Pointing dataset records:
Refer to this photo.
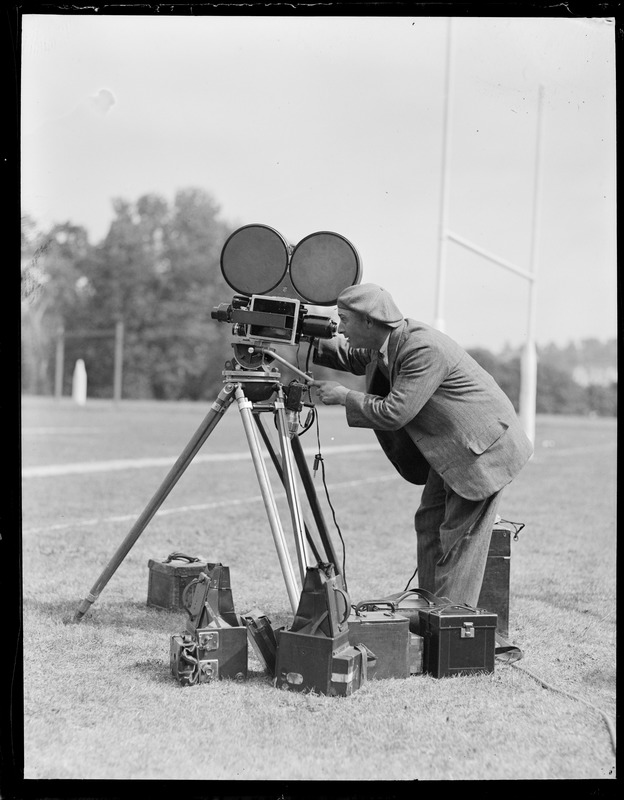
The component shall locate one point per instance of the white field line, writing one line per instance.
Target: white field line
(142, 463)
(80, 523)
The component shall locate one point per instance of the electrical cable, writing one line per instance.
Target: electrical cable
(608, 720)
(318, 460)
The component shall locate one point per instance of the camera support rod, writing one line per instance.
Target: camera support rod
(268, 352)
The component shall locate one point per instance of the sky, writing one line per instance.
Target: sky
(337, 123)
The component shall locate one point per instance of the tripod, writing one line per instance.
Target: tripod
(255, 390)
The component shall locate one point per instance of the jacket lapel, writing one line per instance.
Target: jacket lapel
(396, 339)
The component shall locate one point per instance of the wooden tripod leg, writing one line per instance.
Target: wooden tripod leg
(218, 408)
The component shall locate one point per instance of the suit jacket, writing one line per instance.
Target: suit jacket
(440, 408)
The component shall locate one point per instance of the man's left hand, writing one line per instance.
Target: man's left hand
(331, 393)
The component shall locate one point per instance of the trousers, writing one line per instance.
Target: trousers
(453, 540)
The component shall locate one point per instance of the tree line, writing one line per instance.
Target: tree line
(158, 270)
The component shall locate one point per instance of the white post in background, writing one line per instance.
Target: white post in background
(444, 197)
(528, 375)
(79, 383)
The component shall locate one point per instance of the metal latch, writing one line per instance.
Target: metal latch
(467, 630)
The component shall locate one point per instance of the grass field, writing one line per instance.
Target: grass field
(100, 703)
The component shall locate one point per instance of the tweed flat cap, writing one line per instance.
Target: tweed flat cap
(372, 301)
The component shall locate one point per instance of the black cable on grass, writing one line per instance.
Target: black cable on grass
(608, 721)
(411, 579)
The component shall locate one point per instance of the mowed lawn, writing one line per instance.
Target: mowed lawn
(100, 703)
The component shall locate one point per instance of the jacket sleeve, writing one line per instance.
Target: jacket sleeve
(336, 354)
(419, 373)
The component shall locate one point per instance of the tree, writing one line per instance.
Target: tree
(158, 270)
(52, 293)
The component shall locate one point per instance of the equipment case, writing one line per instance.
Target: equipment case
(457, 640)
(495, 589)
(169, 578)
(327, 665)
(387, 635)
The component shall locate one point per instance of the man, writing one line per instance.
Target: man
(443, 422)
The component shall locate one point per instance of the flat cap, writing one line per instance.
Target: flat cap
(372, 301)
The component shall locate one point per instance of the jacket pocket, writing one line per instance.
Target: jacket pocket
(486, 437)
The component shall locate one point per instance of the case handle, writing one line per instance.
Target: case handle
(347, 600)
(181, 557)
(372, 605)
(432, 599)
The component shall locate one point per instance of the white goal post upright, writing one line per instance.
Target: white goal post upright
(528, 369)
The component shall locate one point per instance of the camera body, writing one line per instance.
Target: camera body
(262, 318)
(274, 280)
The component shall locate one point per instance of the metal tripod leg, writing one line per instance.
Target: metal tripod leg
(280, 473)
(290, 484)
(218, 408)
(245, 407)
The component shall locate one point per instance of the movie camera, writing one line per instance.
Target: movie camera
(274, 281)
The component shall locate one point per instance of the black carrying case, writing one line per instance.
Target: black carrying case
(386, 634)
(169, 578)
(496, 578)
(457, 640)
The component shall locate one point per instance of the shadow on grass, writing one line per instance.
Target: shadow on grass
(117, 613)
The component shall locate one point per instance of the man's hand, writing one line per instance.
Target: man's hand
(331, 393)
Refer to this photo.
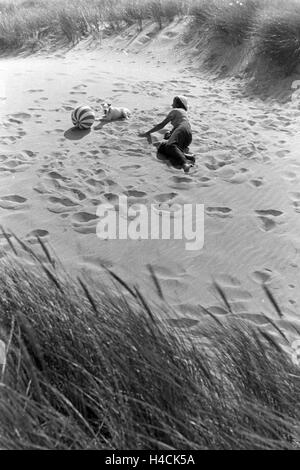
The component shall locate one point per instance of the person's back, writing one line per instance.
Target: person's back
(178, 116)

**Task requirements**
Arrange every line of the listing above as a numbered list, skipping blank lines and omitting the pictures.

**Answer to this exercise**
1. Refer to this photo.
2. The component shall locate one point per instance of the white field line, writing one line per instance.
3. Target: white field line
4. (142, 463)
5. (80, 523)
6. The component shall locate one point per instance of the electrical cable, writing one line per instance.
7. Target: electrical cable
8. (608, 720)
9. (318, 460)
10. The component shall locate one point per instance of the camera support rod, writing one line per instance.
11. Target: camera support rod
12. (268, 352)
13. The component shall locate one point per instance of the sky, writing one line per instance.
14. Target: sky
15. (337, 123)
16. The component shall locate one point per instance of the tripod, writing one line per instance.
17. Target: tripod
18. (255, 390)
19. The component shall locate one point per instance of the jacket lapel, writing one line per instance.
20. Target: jacket lapel
21. (396, 339)
22. The component shall locate one point per instance of the wooden tripod leg, writing one line per instance.
23. Target: wooden tripod leg
24. (218, 408)
25. The component shall locate one point per instance of the suit jacket, writing one line per instance.
26. Target: suit jacket
27. (440, 408)
28. The component shall locate one point per instance of the man's left hand, writing one line per instance.
29. Target: man's left hand
30. (331, 393)
31. The component shall locate one point per instance of the trousers, writing one line per instance.
32. Target: trousers
33. (453, 540)
34. The component shall locate one point per instance of the tree line, writing one line per instance.
35. Target: tree line
36. (158, 270)
37. The component shall locate one point per instance of the white post in background, writing one line per instance.
38. Target: white post in background
39. (444, 197)
40. (528, 375)
41. (79, 383)
42. The component shall locate one point per instance of the metal latch, writing one line per instance.
43. Target: metal latch
44. (467, 630)
45. The component shall locate one point per instance of the grass field, writing one line per instance.
46. Target: grass field
47. (100, 703)
48. The component shall locate one point per instance of the tweed flat cap, writing one line per instance.
49. Target: tweed flat cap
50. (372, 301)
51. The component shall locate one point per instance of the black cable on grass, writing one line per instance.
52. Target: black cable on grass
53. (608, 721)
54. (411, 579)
55. The component shall locate one point per instance of the mowed lawn, writing one line per instance.
56. Target: mowed lawn
57. (100, 703)
58. The component shall locate one point per instance of the jacket sleeve, writing one line per instance.
59. Target: jacket sleeve
60. (336, 354)
61. (419, 373)
62. The component shall locate one point per instance of the tree, writing one line per instance.
63. Target: tree
64. (158, 270)
65. (52, 293)
66. The component shall locate one point per instance of the equipment case, writing one line per instance.
67. Target: equipment case
68. (457, 640)
69. (495, 589)
70. (169, 578)
71. (327, 665)
72. (387, 635)
73. The component shall locate one point per instance of the man, writing one line per instance.
74. Target: man
75. (443, 422)
76. The component shall locate one point per instance of the flat cap, writing one line per instance.
77. Target: flat cap
78. (372, 301)
79. The component shall locate one point per instance of the jacket pocket, writing one line per instance.
80. Target: jacket pocket
81. (486, 437)
82. The component shall locate one point per instance of the case handle, writing one line per instance.
83. Target: case handle
84. (347, 600)
85. (181, 557)
86. (372, 605)
87. (432, 599)
88. The component shall locate one point per instance of the white goal post upright, writing one line per instance.
89. Target: white goal post upright
90. (528, 369)
91. The component shall locate one point per instance of the camera body, writing one line per instance.
92. Target: camera body
93. (262, 318)
94. (274, 280)
95. The component shall locate one point per instance of the metal tripod leg, writing one line per instance.
96. Target: metal tripod leg
97. (280, 473)
98. (290, 484)
99. (218, 408)
100. (245, 407)
101. The component shall locate one point per instance of the movie camera, writing one line per instance.
102. Target: movie camera
103. (274, 281)
104. The component shall locate one point per instance of the black carrying case, writing one line per instance.
105. Target: black carrying case
106. (386, 634)
107. (169, 578)
108. (496, 578)
109. (457, 640)
110. The component shall locate one point per instance of the shadow on grass, writing one line per instance.
111. Target: shadow on grass
112. (117, 613)
113. The component shall locate one point per instance of the man's hand, writing one line per instance.
114. Target: man's hand
115. (331, 393)
116. Refer to this photo.
117. The component shall locate one point per instance of the person's back, writing one line per instance.
118. Target: person's back
119. (178, 116)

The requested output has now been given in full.